Objective A — In the diesel truck thread, explain why the owner of the 2011 6.7 4x4 Ram got rid of it, in one to three sentences.
Objective B — According to the diesel truck thread, what highway mileage did the 6.7 Cummins owners reach after the deletes?
Objective C — Reproduce word for word everything in the diesel truck thread from "## BretE (Jan" down to "invalidate the warranty?".

Document text —
-*-*-
I have spoken to several guys who have the 6.7 Cummins and my good friend's Grandfather has a newer 6.7, can't remember the exact year (possibly 2010). Mileage was bad until they did the deletes and all have said it makes them a new truck. Their mileage went from what your getting to close to 20mpg on the highway. Power is supposed to be greatly improved. All of them love their Cummins after the delete. Just my experience.

FYI, the 6.4 Powerstroke was the same deal, delete the emissions junk and power and mpg went way up. Not sure how the Duramax is getting around it.


----------



## BretE (Jan 24, 2008)

rockyraider said:


> I have spoken to several guys who have the 6.7 Cummins and my good friend's Grandfather has a newer 6.7, can't remember the exact year (possibly 2010). Mileage was bad until they did the deletes and all have said it makes them a new truck. Their mileage went from what your getting to close to 20mpg on the highway. Power is supposed to be greatly improved. All of them love their Cummins after the delete. Just my experience.
> 
> FYI, the 6.4 Powerstroke was the same deal, delete the emissions junk and power and mpg went way up. Not sure how the Duramax is getting around it.


I'd do it in a heartbeat but doesn't it invalidate the warranty?


----------



## NitroNX898 (Apr 7, 2009)

rockyraider said:


> I have spoken to several guys who have the 6.7 Cummins and my good friend's Grandfather has a newer 6.7, can't remember the exact year (possibly 2010). Mileage was bad until they did the deletes and all have said it makes them a new truck. Their mileage went from what your getting to close to 20mpg on the highway. Power is supposed to be greatly improved. All of them love their Cummins after the delete. Just my experience.
> 
> FYI, the 6.4 Powerstroke was the same deal, delete the emissions junk and power and mpg went way up. Not sure how the Duramax is getting around it.


 What are these DELETES that you are talking about and how do I go by getting this done.


----------



## scubaru (Mar 28, 2005)

NitroNX898 said:


> Thanks guys, I just figured after spending $50,000 on a truck it would get a little better than that. I guess my '04 Dodge spoiled me getting 24-26mpg. and that was with 240000 miles when I got rid of it.


You mind sharing the programmer and mods you're running to get 26mpg? These threads pop up all the time and those are about the most phenominal numbers I've ever read. That's about 10mpg better than I get in my '03 CTD w/ tuner, cold air intake, and 4" strait pipe from the turbo back.


----------



## Dgeddings (Sep 16, 2010)

I had a 2011 6.7 4x4 ram and got rid of it with the fuel mileage being one of the biggest reasons I averaged 12-14mpg in it


----------



## NitroNX898 (Apr 7, 2009)
-*-*-
Data entries —
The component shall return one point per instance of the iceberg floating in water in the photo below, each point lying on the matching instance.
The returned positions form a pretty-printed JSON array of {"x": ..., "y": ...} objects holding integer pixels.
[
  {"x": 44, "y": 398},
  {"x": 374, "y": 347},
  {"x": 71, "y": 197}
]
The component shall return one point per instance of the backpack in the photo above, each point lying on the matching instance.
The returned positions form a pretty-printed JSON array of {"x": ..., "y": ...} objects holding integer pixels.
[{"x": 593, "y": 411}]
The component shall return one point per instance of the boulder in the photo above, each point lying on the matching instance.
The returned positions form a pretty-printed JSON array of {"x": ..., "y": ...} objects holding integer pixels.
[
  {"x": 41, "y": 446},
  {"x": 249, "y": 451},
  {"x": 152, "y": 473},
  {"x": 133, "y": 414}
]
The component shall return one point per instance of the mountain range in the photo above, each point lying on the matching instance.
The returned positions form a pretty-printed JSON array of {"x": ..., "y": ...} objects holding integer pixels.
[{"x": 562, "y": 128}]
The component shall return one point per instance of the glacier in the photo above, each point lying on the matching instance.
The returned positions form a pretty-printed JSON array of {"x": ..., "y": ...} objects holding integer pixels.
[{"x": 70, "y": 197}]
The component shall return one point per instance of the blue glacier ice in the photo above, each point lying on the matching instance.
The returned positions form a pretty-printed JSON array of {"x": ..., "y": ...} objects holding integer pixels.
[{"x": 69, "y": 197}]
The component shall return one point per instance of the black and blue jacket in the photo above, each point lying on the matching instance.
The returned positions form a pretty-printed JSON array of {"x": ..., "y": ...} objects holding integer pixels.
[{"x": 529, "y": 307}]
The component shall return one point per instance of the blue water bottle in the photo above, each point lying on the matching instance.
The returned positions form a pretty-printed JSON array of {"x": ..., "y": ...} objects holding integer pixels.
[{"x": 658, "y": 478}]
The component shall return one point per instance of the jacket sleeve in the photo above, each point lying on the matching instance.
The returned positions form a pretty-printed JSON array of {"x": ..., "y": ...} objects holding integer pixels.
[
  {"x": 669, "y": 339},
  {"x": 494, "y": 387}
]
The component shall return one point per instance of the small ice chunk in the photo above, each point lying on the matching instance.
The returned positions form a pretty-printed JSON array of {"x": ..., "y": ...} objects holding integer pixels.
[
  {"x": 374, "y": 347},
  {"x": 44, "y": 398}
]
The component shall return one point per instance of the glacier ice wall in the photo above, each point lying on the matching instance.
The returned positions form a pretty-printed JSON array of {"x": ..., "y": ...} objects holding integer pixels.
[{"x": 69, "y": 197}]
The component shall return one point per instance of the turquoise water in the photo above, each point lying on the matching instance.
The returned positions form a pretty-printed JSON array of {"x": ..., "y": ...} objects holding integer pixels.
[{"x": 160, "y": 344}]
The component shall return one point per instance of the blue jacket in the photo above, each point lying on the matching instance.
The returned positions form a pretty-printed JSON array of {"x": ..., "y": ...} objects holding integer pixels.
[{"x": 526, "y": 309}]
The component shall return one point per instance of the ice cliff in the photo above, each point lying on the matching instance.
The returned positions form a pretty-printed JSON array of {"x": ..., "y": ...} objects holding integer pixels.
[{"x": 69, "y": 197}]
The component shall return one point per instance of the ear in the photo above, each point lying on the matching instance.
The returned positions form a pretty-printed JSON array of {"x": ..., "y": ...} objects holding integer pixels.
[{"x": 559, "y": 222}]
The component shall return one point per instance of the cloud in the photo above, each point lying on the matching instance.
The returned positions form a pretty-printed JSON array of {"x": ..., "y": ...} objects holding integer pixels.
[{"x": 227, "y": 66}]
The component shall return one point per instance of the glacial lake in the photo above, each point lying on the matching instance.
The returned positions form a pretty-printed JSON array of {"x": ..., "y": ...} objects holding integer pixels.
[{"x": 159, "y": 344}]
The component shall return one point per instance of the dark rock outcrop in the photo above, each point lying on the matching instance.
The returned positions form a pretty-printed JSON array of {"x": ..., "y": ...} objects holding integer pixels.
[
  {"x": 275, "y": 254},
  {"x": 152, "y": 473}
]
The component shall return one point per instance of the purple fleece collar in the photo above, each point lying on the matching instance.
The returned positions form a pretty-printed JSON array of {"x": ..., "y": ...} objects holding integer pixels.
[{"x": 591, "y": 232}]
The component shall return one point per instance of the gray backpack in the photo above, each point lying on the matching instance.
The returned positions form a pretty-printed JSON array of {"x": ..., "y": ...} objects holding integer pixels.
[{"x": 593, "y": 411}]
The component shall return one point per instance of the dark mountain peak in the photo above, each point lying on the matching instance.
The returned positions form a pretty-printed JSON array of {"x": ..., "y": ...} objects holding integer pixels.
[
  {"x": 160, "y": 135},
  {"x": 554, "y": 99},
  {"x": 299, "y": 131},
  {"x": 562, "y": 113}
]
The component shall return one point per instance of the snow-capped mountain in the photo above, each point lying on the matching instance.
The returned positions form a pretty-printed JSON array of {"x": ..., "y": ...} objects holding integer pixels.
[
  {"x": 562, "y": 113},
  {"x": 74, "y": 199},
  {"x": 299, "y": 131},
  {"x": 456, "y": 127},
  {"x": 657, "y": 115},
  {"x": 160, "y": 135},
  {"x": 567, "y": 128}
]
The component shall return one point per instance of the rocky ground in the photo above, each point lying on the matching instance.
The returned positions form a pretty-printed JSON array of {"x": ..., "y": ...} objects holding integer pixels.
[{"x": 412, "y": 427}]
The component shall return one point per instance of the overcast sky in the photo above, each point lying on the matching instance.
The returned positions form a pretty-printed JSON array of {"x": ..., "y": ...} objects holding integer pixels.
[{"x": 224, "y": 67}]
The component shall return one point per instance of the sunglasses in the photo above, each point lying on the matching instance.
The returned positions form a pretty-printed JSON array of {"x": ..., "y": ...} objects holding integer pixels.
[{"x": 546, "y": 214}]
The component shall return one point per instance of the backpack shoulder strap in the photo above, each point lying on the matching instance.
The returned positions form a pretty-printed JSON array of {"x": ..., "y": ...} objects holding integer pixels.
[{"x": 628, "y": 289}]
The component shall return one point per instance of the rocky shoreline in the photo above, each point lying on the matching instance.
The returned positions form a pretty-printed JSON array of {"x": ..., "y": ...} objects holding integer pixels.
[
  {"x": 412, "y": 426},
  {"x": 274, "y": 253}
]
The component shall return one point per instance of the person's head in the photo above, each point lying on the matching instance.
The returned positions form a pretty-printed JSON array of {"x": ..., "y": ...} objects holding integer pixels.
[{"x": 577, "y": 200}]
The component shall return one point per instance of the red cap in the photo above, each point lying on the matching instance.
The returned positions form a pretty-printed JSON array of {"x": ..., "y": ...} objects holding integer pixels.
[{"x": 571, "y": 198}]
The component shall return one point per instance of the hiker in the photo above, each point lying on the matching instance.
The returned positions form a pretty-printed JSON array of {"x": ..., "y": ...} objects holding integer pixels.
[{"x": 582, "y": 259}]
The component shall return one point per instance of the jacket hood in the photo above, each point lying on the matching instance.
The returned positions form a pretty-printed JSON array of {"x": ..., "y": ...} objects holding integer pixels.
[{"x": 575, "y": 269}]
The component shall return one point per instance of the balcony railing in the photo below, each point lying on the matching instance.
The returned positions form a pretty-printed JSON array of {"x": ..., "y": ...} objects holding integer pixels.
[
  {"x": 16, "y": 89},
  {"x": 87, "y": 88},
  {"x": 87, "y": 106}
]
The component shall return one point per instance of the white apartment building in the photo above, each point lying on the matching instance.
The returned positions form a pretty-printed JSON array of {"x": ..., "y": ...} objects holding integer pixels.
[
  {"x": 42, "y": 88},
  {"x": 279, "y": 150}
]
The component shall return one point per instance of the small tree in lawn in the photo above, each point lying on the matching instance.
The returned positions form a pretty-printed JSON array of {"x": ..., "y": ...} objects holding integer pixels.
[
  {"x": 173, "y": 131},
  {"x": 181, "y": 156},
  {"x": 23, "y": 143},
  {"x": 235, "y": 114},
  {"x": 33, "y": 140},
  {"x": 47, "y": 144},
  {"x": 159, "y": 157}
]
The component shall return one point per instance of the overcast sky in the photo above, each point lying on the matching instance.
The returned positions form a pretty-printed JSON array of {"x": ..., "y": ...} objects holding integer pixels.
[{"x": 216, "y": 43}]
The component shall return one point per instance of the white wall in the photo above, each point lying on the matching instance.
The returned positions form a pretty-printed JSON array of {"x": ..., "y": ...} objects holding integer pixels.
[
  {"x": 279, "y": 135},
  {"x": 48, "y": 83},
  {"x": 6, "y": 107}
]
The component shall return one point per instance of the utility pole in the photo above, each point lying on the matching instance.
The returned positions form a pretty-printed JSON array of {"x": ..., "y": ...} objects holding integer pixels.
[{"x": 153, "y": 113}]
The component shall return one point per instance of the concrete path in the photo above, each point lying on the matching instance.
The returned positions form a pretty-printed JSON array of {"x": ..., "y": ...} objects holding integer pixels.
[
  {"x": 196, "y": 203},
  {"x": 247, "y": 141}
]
-*-*-
Expected output A — Fuel mileage was one of the biggest reasons he got rid of the 2011 6.7 4x4 Ram. He averaged only 12-14 mpg in it.

Expected output B — Close to 20 mpg on the highway.

Expected output C —
## BretE (Jan 24, 2008)

rockyraider said:


> I have spoken to several guys who have the 6.7 Cummins and my good friend's Grandfather has a newer 6.7, can't remember the exact year (possibly 2010). Mileage was bad until they did the deletes and all have said it makes them a new truck. Their mileage went from what your getting to close to 20mpg on the highway. Power is supposed to be greatly improved. All of them love their Cummins after the delete. Just my experience.
> 
> FYI, the 6.4 Powerstroke was the same deal, delete the emissions junk and power and mpg went way up. Not sure how the Duramax is getting around it.


I'd do it in a heartbeat but doesn't it invalidate the warranty?